Given text:
▶

Love this line in the first smiley chapter describing his reaction to something foolish martindale says:

“The monstrosity of this, reaching Smiley through a thickening wall of spiritual exhaustion, left him momentarily speechless.”

𝔠𝔞𝔢𝔨 (caek), Wednesday, 25 November 2020 20:23 (three years ago) link

In the TV show he spots Guillam, says to the bookseller "do you know I rather think that we might trust this to the royal mail, after all" and asks for a back entrance

It's worth pondering because a piece of this quality is simply fun and rich enough to ponder

spruce springclean (darraghmac), Wednesday, 25 November 2020 20:47 (three years ago) link

Episode V

This time around, having read THS, Ackland really packs in all the Westerby detail and tics, it's a lovely little role and a lovely performance in it

Esterhase interrogation is far better in this, obviously, a real catharsis and Hepton hits all his spots very nicely too

spruce springclean (darraghmac), Wednesday, 25 November 2020 22:10 (three years ago) link

Ackland’s performance really is something else. that compelling mixture you get in the book - both vivid social/class type and person. le carré v good at snobbery (and its victims like westerby).

◀

Objective:
Please quote the forum discussion above from "It's worth pondering" to "victims like westerby).", word for word.

Source material:
▶

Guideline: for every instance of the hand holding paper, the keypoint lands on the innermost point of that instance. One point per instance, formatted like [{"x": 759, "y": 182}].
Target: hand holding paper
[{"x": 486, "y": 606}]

◀

Reply:
It's worth pondering because a piece of this quality is simply fun and rich enough to ponder

spruce springclean (darraghmac), Wednesday, 25 November 2020 20:47 (three years ago) link

Episode V

This time around, having read THS, Ackland really packs in all the Westerby detail and tics, it's a lovely little role and a lovely performance in it

Esterhase interrogation is far better in this, obviously, a real catharsis and Hepton hits all his spots very nicely too

spruce springclean (darraghmac), Wednesday, 25 November 2020 22:10 (three years ago) link

Ackland’s performance really is something else. that compelling mixture you get in the book - both vivid social/class type and person. le carré v good at snobbery (and its victims like westerby).